[Begin RECORDS SHOWN]
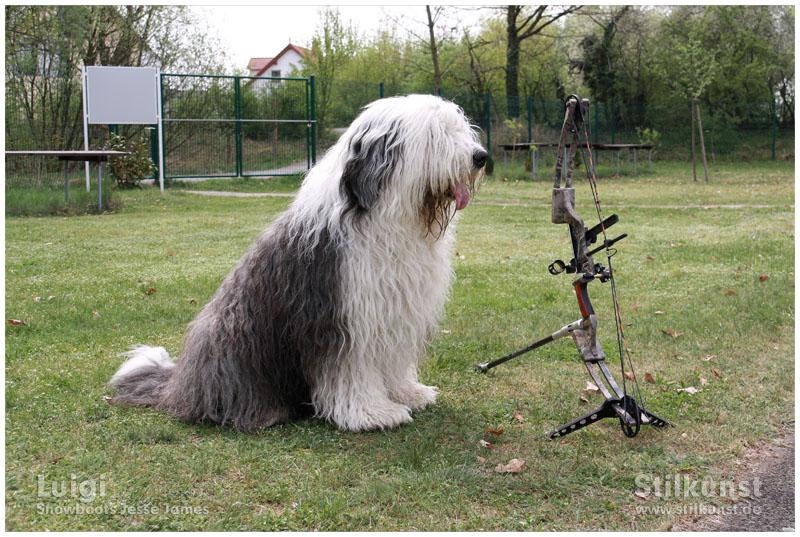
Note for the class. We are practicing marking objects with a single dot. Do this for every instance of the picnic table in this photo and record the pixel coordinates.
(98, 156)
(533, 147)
[End RECORDS SHOWN]
[Begin RECORDS SHOWN]
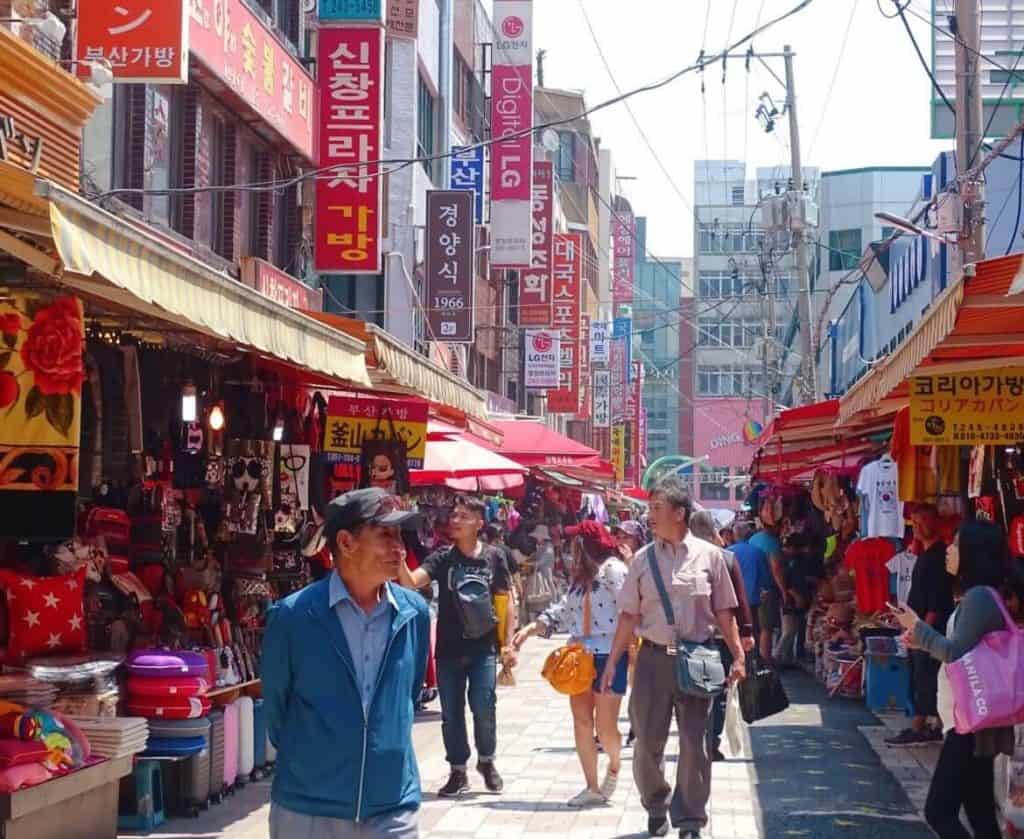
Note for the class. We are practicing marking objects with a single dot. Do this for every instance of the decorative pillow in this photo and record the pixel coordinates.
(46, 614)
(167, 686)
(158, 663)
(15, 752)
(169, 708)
[End RECORDS SHOWN]
[Begin RECORDS SHOWN]
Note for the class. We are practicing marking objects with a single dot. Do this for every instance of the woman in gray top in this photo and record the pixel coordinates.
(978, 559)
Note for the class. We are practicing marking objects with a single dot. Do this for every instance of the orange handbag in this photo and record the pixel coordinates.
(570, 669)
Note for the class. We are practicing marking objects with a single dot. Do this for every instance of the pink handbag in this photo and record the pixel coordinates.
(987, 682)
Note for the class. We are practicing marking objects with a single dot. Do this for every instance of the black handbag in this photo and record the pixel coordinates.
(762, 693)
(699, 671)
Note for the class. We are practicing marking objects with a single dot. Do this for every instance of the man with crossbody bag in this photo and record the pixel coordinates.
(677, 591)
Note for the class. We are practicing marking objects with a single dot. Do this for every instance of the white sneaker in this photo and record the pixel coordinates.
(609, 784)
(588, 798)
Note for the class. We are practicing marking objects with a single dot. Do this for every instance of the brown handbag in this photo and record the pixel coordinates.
[End RECORDS SHOWN]
● EXERCISE DETAILS: Reproduce the material starting at the line that contains "of the white" and ending at the line that contains "of the brown", changing "single dot" to "single point" and keeping all else the same.

● FINAL ANSWER:
Note for the class. We are practicing marking objects with a single point. Do this for every instance of the white sneaker in this photo and record the pixel coordinates.
(609, 784)
(588, 798)
Note for the class. We are practicing marking objects with a single point. Do this for every instance of the brown handbag in this photo and record the pixel coordinates.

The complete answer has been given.